課題の条件 —
- A) 山本耀司に関する本文では、ブランド名「NUBRUD」はどのようにして作られたとされているか。
- B) 山本耀司に関する本文の最後の文に続けて、文章を書き進めること。

本文抜粋 —

ヨージ・ヤマモトは、黒光りする爆弾を、心の奥に抱えています。

TED TIMES 2021-46「山本耀司」 11/22 編集長 大沢達男

 

ヨージ・ヤマモトは、黒光りする爆弾を、心の奥に抱えています。

 

1、A.A.R.

私は、世界的なファッション・デザイナー山本耀司さんと、お目にかかって仕事をしたことがあります。1992年にダーバンが立ち上げたメンズ・ファッション「A.A.R.」(aginst all risks=全危険負担)新発売のCM制作の時です。

思い出したくない思い出ですが、私はクリエイティブ・ディレクター、CMプランナーとして加わりました。変なプロデューサー、変なアートディレクターがいました(申し訳ありませんが、お名前すら忘れてしましました)。全く気が合わず、私は空回りのまま、仕事を終わりました。ですから、作った作品も全く覚えていません。もちろん、耀司さんには申し訳ないが、いい作品ではありませんでした。

ダーバンは「A.A.R.」の前に、「NUBRUD(ナブラッド)」というブランドを立ち上げ、なんらかの理由で撤退しています。思い出があります。私の先輩のアイディアで生まれたブランドだからです。ナブラッドとはダーバンを逆さに読んだものです。DURBUN→NUBRUDです。私はこのアイディアを早くから先輩から聞いていました。ですから実際のブランドとして立ち上がったときは、夢の実現に立ち会ったようで、感激しました。

しかし「NUBRUD」の後継ブランド「A.A.R.」の仕事で、私は惨敗しました。先輩に申し訳ない。恥ずかしい気持ちでいっぱいです。「A.A.R.」の日本のCMスタッフはバラバラでした。耀司さん(ヨウジ)はさぞ日本のクリエーターのレベルの低さにがっかりしたでしょう。

2、ヴィム・ヴェンダース

ヨウジは1980年代の後半に、ドイツ出身の映画監督ヴィム・ヴェンダースと『都市とモードのビデオノート』(89年公開)で仕事をしています(『私の履歴書山本耀司 日経9/22)。

「初対面なのに彼の目を見ただけでなぜか長年の親友のような気持ちがこみ上げてきた」。そして「ガード下の居酒屋で生ビールを飲んだり・・・・・・。2人は兄弟のよう固い絆で結ばれている」というのですから、どうしようもありません。

そしてヨウジは93年に、20世紀を代表する前衛劇作家ハイナー・ミューラーとバイロイト音楽祭で、楽劇『トリスタンとイゾルデ』の仕事をしています。ヴィム・ヴェンダースの紹介です。「私は衣装に幾何学的なデザインを取り入れ、人物の性格に合わせて正方形、台形、三角形に変化させた」というのですから、伝統を破壊し、新たな創造をしています。飛んできたのは熱烈な拍手、というのですから、大成功を納めています。

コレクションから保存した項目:
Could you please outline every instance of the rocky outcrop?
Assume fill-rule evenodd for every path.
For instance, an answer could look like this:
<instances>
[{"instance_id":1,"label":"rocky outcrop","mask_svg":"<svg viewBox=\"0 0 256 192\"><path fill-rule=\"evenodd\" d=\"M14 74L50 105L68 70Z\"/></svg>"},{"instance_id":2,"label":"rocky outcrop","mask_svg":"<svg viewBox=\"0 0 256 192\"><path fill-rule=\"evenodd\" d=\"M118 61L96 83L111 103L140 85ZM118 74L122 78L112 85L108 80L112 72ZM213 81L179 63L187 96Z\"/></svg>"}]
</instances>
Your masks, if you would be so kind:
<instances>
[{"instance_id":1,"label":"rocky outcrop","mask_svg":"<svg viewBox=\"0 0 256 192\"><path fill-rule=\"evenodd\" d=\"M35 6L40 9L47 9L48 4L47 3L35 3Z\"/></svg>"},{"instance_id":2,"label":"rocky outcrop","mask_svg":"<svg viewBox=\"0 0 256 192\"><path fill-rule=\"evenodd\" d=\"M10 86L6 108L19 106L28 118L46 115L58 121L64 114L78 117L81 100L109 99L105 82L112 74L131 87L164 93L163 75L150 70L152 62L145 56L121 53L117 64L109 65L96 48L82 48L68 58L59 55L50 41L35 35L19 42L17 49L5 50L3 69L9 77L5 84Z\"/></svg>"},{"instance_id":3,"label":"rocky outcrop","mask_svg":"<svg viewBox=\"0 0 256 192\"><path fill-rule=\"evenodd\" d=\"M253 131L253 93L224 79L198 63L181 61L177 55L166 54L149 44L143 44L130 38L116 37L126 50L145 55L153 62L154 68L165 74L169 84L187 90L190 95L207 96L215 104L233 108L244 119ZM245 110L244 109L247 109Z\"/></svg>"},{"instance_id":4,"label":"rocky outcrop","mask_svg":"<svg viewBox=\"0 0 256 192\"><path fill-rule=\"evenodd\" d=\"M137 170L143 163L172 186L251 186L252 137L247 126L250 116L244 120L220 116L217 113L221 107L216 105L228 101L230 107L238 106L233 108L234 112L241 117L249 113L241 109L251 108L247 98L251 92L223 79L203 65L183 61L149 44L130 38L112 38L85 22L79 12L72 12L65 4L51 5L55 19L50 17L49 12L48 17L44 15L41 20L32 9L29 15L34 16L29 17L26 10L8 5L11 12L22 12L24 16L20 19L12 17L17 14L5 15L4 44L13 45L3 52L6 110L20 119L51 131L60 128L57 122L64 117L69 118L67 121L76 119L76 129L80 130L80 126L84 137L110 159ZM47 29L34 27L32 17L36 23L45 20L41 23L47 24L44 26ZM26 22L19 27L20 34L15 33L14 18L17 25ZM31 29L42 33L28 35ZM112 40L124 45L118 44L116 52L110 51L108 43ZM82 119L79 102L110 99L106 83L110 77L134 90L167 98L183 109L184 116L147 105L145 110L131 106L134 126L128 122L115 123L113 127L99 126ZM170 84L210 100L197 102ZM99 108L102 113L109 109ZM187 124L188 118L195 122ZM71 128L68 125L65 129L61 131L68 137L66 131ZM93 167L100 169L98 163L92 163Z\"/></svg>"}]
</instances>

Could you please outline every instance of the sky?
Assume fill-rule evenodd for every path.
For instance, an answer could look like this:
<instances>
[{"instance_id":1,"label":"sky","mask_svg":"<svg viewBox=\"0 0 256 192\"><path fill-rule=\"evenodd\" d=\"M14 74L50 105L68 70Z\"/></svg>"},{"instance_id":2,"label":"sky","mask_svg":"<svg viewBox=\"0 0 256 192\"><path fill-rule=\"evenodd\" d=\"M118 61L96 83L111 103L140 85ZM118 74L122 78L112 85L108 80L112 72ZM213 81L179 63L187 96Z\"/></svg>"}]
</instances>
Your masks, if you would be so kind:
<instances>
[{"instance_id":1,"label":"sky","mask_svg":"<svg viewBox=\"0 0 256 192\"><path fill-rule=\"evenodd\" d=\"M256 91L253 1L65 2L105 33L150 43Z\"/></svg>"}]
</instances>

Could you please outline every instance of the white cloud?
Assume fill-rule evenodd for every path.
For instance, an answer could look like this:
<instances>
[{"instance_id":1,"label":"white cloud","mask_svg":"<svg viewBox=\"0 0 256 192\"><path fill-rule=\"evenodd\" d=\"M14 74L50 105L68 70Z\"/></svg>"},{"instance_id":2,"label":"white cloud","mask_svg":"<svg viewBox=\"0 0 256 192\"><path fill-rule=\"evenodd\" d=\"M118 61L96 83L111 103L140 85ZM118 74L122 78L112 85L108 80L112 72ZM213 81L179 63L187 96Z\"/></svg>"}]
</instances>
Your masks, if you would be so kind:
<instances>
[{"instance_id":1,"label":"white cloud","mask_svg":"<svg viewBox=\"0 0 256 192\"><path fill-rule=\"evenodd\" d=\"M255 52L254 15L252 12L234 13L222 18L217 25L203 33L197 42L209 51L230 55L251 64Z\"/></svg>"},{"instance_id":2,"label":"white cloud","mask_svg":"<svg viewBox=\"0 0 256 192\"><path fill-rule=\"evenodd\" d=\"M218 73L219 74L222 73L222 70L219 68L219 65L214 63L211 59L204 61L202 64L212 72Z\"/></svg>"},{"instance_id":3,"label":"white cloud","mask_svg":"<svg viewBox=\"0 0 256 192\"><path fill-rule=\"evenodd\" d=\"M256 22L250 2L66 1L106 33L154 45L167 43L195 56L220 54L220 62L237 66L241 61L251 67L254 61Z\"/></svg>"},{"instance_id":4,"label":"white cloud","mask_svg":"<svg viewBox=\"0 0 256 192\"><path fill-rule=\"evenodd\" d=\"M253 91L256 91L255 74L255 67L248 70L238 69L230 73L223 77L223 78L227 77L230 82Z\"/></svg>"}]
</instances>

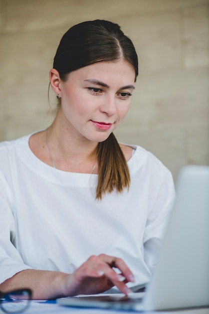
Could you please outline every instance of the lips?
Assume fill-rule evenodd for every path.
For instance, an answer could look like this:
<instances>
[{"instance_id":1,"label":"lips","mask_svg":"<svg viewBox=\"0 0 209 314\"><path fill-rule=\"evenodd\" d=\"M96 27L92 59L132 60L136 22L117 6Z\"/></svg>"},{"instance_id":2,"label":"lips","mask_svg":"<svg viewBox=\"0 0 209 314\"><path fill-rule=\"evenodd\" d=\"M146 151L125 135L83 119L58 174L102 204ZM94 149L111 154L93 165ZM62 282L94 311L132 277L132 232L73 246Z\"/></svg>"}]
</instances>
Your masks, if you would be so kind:
<instances>
[{"instance_id":1,"label":"lips","mask_svg":"<svg viewBox=\"0 0 209 314\"><path fill-rule=\"evenodd\" d=\"M108 130L112 125L112 123L106 123L104 122L97 122L96 121L92 121L92 120L91 120L91 121L96 128L100 130Z\"/></svg>"}]
</instances>

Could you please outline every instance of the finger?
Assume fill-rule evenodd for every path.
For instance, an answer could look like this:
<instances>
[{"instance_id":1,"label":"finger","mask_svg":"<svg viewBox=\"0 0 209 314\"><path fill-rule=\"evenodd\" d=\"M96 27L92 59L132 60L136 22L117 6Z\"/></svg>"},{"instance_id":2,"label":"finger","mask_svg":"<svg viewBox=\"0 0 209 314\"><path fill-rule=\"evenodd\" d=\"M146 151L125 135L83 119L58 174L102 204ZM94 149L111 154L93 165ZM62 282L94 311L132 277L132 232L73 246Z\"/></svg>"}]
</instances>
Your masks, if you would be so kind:
<instances>
[{"instance_id":1,"label":"finger","mask_svg":"<svg viewBox=\"0 0 209 314\"><path fill-rule=\"evenodd\" d=\"M117 268L120 269L128 281L135 281L133 273L124 262L119 257L110 256L106 254L100 254L99 257L106 261L111 268Z\"/></svg>"}]
</instances>

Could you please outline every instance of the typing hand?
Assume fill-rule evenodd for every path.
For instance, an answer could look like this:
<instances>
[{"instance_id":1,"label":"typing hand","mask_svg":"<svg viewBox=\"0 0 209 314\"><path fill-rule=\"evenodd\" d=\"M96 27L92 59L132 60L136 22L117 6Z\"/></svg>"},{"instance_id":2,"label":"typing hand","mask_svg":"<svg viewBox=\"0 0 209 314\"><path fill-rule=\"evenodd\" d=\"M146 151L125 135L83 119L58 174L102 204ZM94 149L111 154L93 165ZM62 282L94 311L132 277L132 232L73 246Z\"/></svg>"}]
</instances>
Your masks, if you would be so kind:
<instances>
[{"instance_id":1,"label":"typing hand","mask_svg":"<svg viewBox=\"0 0 209 314\"><path fill-rule=\"evenodd\" d=\"M117 274L113 267L118 268L120 273ZM127 295L132 291L126 283L134 281L133 274L122 259L104 254L91 256L66 279L66 296L98 293L114 285Z\"/></svg>"}]
</instances>

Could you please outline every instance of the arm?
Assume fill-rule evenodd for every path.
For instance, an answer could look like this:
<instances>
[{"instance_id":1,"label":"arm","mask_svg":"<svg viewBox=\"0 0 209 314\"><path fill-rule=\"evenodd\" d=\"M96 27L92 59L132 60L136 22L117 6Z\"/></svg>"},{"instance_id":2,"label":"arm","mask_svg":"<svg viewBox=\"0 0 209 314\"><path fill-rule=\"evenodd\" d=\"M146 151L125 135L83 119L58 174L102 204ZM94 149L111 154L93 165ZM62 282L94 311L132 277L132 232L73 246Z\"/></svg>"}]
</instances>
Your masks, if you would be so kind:
<instances>
[{"instance_id":1,"label":"arm","mask_svg":"<svg viewBox=\"0 0 209 314\"><path fill-rule=\"evenodd\" d=\"M156 186L157 185L156 184ZM176 197L172 176L170 172L162 181L152 211L149 213L144 235L144 261L151 273L166 230Z\"/></svg>"},{"instance_id":2,"label":"arm","mask_svg":"<svg viewBox=\"0 0 209 314\"><path fill-rule=\"evenodd\" d=\"M126 283L134 281L134 276L120 258L116 259L116 267L122 274L116 274L110 267L113 258L106 254L92 256L72 274L26 269L0 284L0 289L30 288L32 298L37 299L100 293L114 285L128 294L132 291Z\"/></svg>"}]
</instances>

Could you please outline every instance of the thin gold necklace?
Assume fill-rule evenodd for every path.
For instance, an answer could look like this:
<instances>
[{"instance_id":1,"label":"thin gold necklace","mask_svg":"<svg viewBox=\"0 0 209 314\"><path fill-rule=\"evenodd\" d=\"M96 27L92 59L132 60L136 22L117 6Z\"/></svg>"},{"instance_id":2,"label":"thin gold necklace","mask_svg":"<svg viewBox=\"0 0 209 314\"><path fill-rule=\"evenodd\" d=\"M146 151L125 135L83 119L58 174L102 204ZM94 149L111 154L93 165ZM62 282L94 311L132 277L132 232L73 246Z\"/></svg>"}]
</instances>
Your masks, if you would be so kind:
<instances>
[{"instance_id":1,"label":"thin gold necklace","mask_svg":"<svg viewBox=\"0 0 209 314\"><path fill-rule=\"evenodd\" d=\"M54 168L54 169L56 169L56 167L55 167L54 165L54 162L52 158L52 154L51 154L51 151L50 150L50 145L48 144L48 128L46 129L46 145L47 145L47 147L48 148L48 154L50 155L50 159L52 161L52 164L53 167ZM96 161L96 162L95 163L94 165L93 166L93 168L92 168L92 170L90 173L90 175L92 175L92 174L93 173L95 168L96 167L96 162L97 161Z\"/></svg>"}]
</instances>

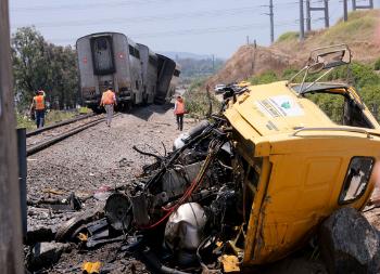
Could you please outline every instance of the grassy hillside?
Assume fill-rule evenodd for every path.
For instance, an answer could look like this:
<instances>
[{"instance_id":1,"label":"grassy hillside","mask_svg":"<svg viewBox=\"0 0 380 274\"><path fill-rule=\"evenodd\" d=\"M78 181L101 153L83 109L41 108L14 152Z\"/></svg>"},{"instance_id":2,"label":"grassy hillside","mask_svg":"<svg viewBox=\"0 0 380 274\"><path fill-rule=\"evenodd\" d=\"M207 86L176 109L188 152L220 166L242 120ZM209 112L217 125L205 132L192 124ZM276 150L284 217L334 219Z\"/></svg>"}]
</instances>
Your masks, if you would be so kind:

解答一覧 —
- A) ダーバン(DURBUN)を逆さに読んで作られた。

- B)
さらにヨウジは98年に前衛舞踏家ピナ・バウシュと仕事をしています。ブッパタール舞踏団の結成25周年記念祝祭に空手の提案をしています。「舞踏家と空手の肉体表現を即興で競演させたいんだ」。そして成功します。「コラボレーションの難しさは互いに気兼ねし、譲り合っていたら失敗すること。衝突を恐れぬ勇気と無心があってこそ初めて輝きを放つのだ」。ヨウジはどんな女性のために服を作るのかの質問に対して、「存在しない女性のために」の代わりに、「ピナのために」と答えるようになります。

映画、オペラ、舞踏。ヨウジは、ドイツの鬼才3人と仕事をし、創造の喜びを味わっています。日本でのCM制作は何だったのでしょうか。恥ずかしくて、逃げ出したくなります。

3、北野武

ヨウジは、映画『BROTHER』(2001年)、『ドールズ』(2002年)で、北野武と仕事をしています。『ドールズ』の衣装では1000万円の自腹を切った、男と男の友情、男気だと言います。そしてヨウジは77年ごろから写真家の操上和美と付き合っています。北野武と操上和美、ともに男を描く、男を撮る、のが得意のアーティストです。そして新宿・歌舞伎町に住んでいた少年・ヨウジは、ケンカに明け暮れていました。さらに、ヨウジの父・山本文雄は35歳で召集され、戦死しています。「『一億総玉砕』という軍や政府の無策に付き合わされたバカバカしさに無性に腹が立ってくる」。ヨウジは、黒光りする爆弾を心の奥にそっと忍ばせています。

「黒の衝撃」、「こじきルック」、「ボロルック」、「カラス族」は、ヨウジが軟弱なファッションデザイナーでない、ことの証明です。1992年五反田のダーバン本社で「A.A.R.」の発表会が開かれました。入り口の20体ほどのマネキンが、スーツ姿でドレスアップして、並べられていました。普通だけど、趣味がいい。「これだれが、コーディネイトしたんですか?」「ヨウジさん、ご本人がなさいました!」。脱帽、さすがでした。